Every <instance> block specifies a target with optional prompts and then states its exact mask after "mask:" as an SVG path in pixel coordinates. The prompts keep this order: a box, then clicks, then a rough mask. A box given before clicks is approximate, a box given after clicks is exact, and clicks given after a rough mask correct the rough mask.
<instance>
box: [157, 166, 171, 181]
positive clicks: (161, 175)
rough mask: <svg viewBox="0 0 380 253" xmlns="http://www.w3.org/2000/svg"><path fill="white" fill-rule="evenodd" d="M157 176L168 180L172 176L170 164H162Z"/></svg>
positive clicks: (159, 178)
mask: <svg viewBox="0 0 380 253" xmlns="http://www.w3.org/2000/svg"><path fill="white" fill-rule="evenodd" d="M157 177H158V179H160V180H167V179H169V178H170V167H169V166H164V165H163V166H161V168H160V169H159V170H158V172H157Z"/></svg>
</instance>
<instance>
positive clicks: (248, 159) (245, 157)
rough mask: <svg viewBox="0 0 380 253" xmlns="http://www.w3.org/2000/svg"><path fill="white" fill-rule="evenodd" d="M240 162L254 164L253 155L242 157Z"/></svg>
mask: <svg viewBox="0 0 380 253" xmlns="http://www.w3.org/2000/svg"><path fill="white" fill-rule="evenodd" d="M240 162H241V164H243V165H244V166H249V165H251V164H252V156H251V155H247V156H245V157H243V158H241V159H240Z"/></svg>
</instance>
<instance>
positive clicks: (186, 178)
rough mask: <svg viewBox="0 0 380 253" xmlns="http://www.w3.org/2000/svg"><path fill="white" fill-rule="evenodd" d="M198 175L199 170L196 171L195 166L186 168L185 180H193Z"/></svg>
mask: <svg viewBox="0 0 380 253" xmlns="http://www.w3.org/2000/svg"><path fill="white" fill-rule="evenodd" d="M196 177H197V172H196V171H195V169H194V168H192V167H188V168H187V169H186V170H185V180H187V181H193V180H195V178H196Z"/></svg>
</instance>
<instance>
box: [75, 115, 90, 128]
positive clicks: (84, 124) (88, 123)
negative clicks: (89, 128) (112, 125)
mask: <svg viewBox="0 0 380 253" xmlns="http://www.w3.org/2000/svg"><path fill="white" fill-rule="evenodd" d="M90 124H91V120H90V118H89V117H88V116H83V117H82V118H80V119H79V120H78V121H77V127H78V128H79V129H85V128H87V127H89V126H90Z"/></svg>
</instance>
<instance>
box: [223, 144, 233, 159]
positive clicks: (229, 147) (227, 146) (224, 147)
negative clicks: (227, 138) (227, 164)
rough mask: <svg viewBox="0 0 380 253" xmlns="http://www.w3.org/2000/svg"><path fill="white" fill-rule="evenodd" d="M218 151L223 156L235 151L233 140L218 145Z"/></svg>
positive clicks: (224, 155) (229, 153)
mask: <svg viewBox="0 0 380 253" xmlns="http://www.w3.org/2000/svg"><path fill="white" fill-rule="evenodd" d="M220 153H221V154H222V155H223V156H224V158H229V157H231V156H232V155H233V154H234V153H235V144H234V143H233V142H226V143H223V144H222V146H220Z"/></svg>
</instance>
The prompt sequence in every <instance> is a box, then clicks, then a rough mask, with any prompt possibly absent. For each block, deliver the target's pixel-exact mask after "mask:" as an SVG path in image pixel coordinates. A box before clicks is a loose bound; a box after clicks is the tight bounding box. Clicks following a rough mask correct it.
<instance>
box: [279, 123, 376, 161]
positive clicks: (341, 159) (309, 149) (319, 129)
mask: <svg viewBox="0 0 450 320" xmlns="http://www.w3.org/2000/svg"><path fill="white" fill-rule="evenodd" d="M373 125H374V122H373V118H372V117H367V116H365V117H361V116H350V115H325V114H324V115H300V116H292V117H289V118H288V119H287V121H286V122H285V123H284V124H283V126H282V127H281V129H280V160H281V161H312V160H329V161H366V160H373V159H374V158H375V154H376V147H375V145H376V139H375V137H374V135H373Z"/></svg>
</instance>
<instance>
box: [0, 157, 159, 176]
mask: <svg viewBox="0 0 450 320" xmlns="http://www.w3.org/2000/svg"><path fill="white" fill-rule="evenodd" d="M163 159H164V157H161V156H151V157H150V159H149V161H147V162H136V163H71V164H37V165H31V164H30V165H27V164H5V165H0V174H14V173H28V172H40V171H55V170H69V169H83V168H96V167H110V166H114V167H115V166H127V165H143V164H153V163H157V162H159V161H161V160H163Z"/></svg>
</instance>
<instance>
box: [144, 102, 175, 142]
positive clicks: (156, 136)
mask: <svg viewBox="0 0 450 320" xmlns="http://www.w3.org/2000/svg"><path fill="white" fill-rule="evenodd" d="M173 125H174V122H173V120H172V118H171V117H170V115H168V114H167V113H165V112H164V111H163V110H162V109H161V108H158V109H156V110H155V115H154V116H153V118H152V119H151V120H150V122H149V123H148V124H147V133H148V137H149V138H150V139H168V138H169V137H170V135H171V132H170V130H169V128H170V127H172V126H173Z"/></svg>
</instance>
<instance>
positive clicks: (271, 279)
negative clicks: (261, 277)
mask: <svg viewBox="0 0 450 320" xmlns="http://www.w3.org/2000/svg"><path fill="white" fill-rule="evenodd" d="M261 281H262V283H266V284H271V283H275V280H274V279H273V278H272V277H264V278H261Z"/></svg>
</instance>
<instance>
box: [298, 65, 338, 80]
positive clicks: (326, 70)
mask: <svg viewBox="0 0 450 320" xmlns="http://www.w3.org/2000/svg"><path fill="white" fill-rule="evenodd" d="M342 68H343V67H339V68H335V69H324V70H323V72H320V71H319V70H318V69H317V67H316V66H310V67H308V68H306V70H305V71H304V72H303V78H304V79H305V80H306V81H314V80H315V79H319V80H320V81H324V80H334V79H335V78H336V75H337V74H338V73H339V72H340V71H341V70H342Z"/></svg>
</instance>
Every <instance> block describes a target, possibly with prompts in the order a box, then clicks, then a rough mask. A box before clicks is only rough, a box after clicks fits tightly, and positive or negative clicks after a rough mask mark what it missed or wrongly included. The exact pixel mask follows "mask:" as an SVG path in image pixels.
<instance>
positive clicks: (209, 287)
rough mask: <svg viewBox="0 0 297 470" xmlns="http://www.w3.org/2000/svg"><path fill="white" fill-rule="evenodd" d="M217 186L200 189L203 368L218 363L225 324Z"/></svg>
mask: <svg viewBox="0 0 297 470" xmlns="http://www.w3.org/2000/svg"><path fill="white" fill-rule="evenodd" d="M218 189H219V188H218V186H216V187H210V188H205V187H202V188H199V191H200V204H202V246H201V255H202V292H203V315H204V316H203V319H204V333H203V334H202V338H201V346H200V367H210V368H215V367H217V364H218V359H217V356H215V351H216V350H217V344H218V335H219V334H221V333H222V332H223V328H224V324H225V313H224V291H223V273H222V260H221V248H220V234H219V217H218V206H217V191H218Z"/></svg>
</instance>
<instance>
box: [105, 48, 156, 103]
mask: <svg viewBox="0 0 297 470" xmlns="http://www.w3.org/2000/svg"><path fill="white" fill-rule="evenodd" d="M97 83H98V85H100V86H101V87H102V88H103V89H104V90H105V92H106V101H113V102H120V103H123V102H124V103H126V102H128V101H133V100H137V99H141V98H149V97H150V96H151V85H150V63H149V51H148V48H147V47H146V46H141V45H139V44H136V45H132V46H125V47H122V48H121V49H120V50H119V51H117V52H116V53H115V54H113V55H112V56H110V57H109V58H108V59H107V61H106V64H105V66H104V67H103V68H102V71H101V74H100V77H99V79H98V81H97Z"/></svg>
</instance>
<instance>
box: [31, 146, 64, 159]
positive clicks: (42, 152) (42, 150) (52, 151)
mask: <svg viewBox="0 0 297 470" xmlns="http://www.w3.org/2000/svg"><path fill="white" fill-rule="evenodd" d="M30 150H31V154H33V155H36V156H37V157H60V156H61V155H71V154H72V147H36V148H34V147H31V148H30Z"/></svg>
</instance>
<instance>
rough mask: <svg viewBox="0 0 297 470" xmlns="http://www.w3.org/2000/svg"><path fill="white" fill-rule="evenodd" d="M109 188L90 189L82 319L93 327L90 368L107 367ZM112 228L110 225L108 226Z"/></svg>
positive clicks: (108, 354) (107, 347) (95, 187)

···

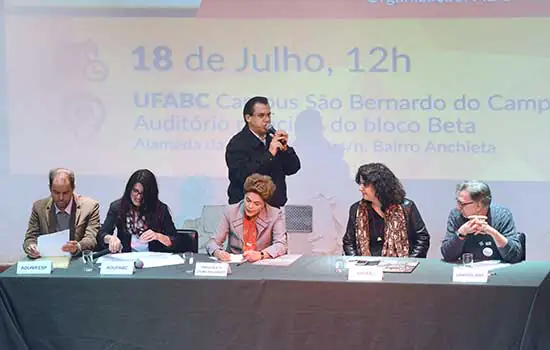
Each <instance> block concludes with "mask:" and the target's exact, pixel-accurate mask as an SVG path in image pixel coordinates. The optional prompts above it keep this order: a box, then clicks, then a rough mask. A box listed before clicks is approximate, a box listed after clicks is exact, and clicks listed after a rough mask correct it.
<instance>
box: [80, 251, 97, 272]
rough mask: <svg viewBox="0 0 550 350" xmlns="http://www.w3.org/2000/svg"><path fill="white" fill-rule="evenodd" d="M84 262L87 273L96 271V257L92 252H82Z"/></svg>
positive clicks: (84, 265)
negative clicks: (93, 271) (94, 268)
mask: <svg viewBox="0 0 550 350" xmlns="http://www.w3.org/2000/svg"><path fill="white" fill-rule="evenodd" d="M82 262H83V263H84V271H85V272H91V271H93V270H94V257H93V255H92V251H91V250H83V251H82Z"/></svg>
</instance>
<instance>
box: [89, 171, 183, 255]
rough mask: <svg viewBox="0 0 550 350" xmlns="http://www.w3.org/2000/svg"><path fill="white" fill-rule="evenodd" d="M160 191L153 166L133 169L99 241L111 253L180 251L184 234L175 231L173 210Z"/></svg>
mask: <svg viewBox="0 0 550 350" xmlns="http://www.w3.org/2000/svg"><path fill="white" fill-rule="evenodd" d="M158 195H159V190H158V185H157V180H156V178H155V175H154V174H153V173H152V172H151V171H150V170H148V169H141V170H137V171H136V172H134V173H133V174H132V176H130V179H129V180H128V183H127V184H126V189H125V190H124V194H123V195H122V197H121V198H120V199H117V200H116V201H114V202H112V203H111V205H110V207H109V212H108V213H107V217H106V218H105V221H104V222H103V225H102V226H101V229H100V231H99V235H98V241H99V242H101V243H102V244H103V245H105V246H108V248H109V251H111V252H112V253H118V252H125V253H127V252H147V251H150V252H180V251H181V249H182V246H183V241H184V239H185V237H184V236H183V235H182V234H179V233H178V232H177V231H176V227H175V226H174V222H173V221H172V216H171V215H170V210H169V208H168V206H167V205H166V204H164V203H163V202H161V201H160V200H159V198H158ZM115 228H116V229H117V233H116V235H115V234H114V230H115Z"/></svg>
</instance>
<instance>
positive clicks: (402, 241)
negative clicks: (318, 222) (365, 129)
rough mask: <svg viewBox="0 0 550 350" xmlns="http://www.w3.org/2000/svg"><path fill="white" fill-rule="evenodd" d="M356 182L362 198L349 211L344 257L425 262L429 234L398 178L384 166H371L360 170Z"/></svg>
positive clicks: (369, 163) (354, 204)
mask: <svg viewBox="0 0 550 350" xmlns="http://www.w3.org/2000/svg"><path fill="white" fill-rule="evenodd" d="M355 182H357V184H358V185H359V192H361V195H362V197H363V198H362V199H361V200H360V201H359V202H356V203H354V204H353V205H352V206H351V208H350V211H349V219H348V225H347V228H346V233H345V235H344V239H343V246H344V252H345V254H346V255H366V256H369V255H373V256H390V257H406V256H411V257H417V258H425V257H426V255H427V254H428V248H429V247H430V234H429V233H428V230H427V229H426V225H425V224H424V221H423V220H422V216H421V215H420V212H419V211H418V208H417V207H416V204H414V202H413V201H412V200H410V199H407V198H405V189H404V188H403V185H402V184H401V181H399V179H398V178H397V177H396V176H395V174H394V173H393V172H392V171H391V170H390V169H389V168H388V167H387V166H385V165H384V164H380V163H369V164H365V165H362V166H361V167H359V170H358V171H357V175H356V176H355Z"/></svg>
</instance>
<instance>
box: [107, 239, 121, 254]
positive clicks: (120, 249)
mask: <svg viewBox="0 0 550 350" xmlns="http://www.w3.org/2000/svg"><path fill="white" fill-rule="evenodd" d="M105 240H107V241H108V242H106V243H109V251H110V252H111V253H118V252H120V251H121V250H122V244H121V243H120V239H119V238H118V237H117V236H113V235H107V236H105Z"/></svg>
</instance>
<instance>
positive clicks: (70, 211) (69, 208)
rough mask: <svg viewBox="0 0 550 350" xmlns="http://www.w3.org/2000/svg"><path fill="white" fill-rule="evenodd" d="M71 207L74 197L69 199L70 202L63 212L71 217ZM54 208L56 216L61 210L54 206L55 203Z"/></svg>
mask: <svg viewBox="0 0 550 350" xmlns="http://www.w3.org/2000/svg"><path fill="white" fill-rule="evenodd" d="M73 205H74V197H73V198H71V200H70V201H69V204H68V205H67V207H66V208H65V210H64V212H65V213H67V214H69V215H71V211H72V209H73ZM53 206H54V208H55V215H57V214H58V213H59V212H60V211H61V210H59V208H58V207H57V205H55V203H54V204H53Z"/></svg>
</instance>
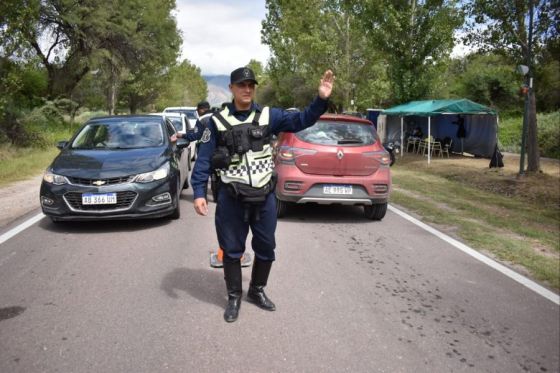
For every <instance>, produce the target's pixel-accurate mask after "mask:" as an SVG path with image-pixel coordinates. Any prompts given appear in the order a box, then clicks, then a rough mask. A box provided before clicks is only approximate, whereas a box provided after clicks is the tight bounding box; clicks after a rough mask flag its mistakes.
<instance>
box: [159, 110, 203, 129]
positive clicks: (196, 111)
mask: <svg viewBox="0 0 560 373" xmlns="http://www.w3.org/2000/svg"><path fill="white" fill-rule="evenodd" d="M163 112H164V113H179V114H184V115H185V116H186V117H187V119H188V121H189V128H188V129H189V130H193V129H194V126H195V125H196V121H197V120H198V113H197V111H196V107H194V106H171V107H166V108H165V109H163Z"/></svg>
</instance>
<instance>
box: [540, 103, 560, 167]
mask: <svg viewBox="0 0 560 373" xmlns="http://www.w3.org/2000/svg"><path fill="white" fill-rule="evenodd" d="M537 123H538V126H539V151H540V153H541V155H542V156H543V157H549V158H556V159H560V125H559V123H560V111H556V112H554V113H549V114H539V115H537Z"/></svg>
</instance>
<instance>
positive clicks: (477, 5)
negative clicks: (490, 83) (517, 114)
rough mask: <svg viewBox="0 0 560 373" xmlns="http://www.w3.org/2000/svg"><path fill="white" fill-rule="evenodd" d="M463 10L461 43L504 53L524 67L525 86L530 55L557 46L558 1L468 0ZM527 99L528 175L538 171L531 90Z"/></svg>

···

What the exercise asks | Search the material for "this" and copy each matching line.

Exercise result |
Every <instance> block specifies a target with optional prompts and then states its exact mask after "mask:" as an SVG path in pixel coordinates. The prompts keep this order: a box, then clicks, then a rough mask. A box given before clicks is approximate, a box given after clicks is exact, and clicks given after a rough mask correct the rough mask.
Each <instance> block concludes with "mask:" and the target's exact, pixel-accurate mask as an SVG path in image pixel coordinates. The optional prompts above it keep this order: a box, then clicks, then a rough mask. A box listed before clicks is approximate, a box listed after clicks is exact, and clicks listed after a rough mask correct it.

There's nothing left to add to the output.